Dataset items:
○ ○ ○ ○

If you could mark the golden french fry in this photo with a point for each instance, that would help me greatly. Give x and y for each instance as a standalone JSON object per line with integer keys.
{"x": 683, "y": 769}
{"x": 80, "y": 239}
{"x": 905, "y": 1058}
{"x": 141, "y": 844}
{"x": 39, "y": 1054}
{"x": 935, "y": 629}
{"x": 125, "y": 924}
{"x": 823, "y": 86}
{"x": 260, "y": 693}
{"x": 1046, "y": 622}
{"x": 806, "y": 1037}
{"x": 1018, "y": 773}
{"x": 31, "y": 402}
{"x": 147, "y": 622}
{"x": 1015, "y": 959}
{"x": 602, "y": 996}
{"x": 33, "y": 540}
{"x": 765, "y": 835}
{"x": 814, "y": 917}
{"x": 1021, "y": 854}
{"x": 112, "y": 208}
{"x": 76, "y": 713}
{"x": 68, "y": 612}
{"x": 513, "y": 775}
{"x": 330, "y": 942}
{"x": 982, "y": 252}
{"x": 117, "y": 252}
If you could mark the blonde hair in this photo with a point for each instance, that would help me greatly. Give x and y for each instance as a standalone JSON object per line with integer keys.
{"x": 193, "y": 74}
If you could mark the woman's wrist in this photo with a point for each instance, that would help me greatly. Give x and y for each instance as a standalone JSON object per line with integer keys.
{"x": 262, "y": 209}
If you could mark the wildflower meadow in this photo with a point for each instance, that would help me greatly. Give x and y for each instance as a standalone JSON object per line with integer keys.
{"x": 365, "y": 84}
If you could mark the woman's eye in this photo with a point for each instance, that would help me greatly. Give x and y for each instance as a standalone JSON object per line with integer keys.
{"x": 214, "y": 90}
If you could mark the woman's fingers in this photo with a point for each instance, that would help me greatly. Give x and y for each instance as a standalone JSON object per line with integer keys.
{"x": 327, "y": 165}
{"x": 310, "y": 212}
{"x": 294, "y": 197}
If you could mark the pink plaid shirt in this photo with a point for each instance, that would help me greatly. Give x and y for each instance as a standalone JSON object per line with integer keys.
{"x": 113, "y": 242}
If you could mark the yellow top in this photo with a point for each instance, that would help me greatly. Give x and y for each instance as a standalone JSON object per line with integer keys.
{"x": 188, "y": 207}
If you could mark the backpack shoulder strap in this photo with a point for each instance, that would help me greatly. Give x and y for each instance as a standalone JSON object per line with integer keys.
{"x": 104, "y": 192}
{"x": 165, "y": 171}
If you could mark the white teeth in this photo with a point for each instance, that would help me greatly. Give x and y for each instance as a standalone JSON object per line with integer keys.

○ ○ ○ ○

- [YOUR GOAL]:
Send back all the records above word for word.

- [WRITTEN RESPONSE]:
If you could mark the golden french fry in this photo with a point for each instance, that would help me greatly. Give x and y for each instance as a standalone JSON object per line with integer keys.
{"x": 683, "y": 769}
{"x": 80, "y": 239}
{"x": 905, "y": 1058}
{"x": 141, "y": 844}
{"x": 39, "y": 1054}
{"x": 935, "y": 629}
{"x": 125, "y": 924}
{"x": 823, "y": 86}
{"x": 260, "y": 693}
{"x": 1046, "y": 622}
{"x": 806, "y": 1037}
{"x": 1018, "y": 773}
{"x": 31, "y": 402}
{"x": 147, "y": 622}
{"x": 1015, "y": 959}
{"x": 602, "y": 996}
{"x": 33, "y": 540}
{"x": 765, "y": 835}
{"x": 814, "y": 917}
{"x": 1021, "y": 854}
{"x": 112, "y": 208}
{"x": 76, "y": 713}
{"x": 68, "y": 612}
{"x": 513, "y": 775}
{"x": 330, "y": 942}
{"x": 982, "y": 252}
{"x": 117, "y": 252}
If you could mark the blonde hair in this photo with a point for each instance, that would help me greatly. Give x and y for each instance as a standalone JSON object per line with integer keys.
{"x": 193, "y": 74}
If you could mark the woman's wrist in this photo with a point for each instance, that would help me greatly. Give x and y for each instance as a standalone JSON object per line with integer keys.
{"x": 262, "y": 209}
If you could mark the wildflower meadow in this photo with a point for each instance, that would help me greatly. Give x and y for each instance as a standalone JSON object per line with integer keys.
{"x": 365, "y": 84}
If you could mark the woman's eye in this photo with a point for each instance, that would help me greatly. Give x and y for each instance as a standalone JSON object per line with integer keys.
{"x": 214, "y": 90}
If you could mark the woman's fingers in this photo with a point for each instance, that would help me greatly. Give x and y for each instance as a standalone JSON object per line with integer keys.
{"x": 327, "y": 165}
{"x": 310, "y": 212}
{"x": 294, "y": 197}
If you could mark the pink plaid shirt in this photo with a point for each instance, that would help me greatly. Give x and y for each instance as a standalone JSON object per line with integer keys.
{"x": 113, "y": 242}
If you could mark the yellow top in this photo with a point for each instance, that would help me greatly. Give x and y for each instance as a standalone JSON object per line with integer keys.
{"x": 188, "y": 207}
If you could mark the backpack shoulder strap in this photo with a point for each instance, that would help me greatly. Give x and y for each instance as a standalone JSON object per line with integer keys.
{"x": 104, "y": 192}
{"x": 165, "y": 171}
If you could mark the white teeth in this photo with a point for each instance, that would help me greatly. Give x and y for each instance as a standalone JSON object per line with integer keys.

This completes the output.